▶ Passage provided:
Accountability sits across security operations, IAM, and the business owners who approve access. Gateway teams own message inspection, but identity teams own whether the mailbox should still exist, still have that privilege, or still be delegated. Mature programmes treat email compromise as a shared control failure, not a single-tool failure.
Why This Matters for Security Teams
An identity-led email attack is not just a mailbox problem. When a secure email gateway misses the message, the real failure often sits in the identity stack: stale accounts, excessive delegation, weak conditional access, or privileges that were never removed. That makes accountability shared across SOC, IAM, and business approvers, because the gateway can block content but cannot decide whether the account should still exist or still be trusted. NHI Management Group’s Ultimate Guide to NHIs shows how frequently exposed or overprivileged identities become durable attack paths, while 52 NHI Breaches Analysis illustrates how identity abuse repeatedly outlasts single-point detection. External guidance from the CISA cyber threat advisories also reinforces that phishing and credential theft are campaign patterns, not isolated alerts.

▶ Problem: Copy out the passage on email compromise word for word, taking everything from "Accountability sits across" down to "a single-tool failure.". The listing after this point is separate material, apart from the passage on email compromise.

[Data records]
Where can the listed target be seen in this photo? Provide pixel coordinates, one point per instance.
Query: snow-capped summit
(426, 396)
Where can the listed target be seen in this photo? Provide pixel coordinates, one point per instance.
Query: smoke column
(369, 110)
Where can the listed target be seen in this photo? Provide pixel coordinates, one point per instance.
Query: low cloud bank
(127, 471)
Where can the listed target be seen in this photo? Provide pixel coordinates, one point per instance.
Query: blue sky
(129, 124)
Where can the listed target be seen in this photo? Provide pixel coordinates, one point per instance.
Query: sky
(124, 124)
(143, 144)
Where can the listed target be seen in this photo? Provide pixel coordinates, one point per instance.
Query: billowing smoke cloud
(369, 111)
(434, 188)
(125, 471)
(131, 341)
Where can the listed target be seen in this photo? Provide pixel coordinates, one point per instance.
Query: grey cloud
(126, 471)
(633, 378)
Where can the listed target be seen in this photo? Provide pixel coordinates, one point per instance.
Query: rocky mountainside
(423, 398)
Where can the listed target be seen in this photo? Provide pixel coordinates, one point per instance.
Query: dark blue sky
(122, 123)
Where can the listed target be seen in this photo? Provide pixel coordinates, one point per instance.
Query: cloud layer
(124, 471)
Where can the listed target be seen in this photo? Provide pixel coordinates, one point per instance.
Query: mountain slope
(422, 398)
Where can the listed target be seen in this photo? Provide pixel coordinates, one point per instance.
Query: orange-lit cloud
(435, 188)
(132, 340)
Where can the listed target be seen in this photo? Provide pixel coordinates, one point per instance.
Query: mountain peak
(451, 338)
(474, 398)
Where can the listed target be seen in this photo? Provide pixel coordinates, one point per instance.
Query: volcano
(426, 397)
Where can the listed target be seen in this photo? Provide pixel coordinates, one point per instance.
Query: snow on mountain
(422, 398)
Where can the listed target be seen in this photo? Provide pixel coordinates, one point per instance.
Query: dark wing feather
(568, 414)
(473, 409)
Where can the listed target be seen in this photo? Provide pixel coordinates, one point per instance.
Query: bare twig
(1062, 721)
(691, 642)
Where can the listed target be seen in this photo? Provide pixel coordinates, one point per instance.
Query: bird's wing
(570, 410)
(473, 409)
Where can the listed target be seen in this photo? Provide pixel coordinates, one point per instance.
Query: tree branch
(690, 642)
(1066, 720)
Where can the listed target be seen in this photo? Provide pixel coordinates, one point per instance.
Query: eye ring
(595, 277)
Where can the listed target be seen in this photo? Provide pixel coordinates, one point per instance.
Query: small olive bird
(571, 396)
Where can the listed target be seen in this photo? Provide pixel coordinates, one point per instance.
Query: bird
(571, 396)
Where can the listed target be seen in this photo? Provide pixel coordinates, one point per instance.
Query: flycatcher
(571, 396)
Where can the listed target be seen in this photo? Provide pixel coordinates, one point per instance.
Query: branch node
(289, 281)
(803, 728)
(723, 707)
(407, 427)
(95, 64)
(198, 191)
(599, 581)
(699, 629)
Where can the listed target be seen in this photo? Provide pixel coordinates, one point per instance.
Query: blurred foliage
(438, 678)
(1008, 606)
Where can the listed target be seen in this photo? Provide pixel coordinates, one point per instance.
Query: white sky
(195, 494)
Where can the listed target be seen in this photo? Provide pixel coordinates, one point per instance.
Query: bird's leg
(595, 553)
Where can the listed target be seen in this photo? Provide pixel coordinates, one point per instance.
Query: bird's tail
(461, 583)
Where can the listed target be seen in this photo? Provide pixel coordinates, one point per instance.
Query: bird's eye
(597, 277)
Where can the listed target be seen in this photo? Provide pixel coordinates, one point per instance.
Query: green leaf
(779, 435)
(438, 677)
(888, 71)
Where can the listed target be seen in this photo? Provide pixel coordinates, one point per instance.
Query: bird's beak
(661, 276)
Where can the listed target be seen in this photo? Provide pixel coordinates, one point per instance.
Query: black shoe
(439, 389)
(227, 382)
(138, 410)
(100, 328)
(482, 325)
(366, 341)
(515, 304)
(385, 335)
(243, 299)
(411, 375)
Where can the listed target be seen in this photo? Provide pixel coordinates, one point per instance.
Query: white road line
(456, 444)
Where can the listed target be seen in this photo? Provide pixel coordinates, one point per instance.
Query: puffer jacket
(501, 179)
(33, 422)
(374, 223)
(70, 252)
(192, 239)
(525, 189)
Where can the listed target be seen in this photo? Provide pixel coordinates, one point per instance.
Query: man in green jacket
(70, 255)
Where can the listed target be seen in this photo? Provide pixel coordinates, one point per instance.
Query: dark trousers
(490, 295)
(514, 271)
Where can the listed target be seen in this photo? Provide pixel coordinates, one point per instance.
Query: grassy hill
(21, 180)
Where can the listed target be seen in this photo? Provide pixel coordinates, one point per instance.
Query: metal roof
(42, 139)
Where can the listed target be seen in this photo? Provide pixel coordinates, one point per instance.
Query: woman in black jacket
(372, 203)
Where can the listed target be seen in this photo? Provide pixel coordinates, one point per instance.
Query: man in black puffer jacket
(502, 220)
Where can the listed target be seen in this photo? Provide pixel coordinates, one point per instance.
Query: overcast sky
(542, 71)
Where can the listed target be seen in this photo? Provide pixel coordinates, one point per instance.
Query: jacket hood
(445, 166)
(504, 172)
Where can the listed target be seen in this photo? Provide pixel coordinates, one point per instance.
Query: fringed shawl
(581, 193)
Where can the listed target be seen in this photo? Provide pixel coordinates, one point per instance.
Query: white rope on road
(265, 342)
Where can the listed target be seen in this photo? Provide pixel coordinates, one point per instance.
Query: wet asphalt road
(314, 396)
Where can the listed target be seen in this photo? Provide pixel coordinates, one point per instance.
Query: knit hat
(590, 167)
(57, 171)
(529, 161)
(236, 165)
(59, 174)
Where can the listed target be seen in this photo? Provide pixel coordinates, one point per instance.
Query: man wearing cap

▶ Answer to the problem:
Accountability sits across security operations, IAM, and the business owners who approve access. Gateway teams own message inspection, but identity teams own whether the mailbox should still exist, still have that privilege, or still be delegated. Mature programmes treat email compromise as a shared control failure, not a single-tool failure.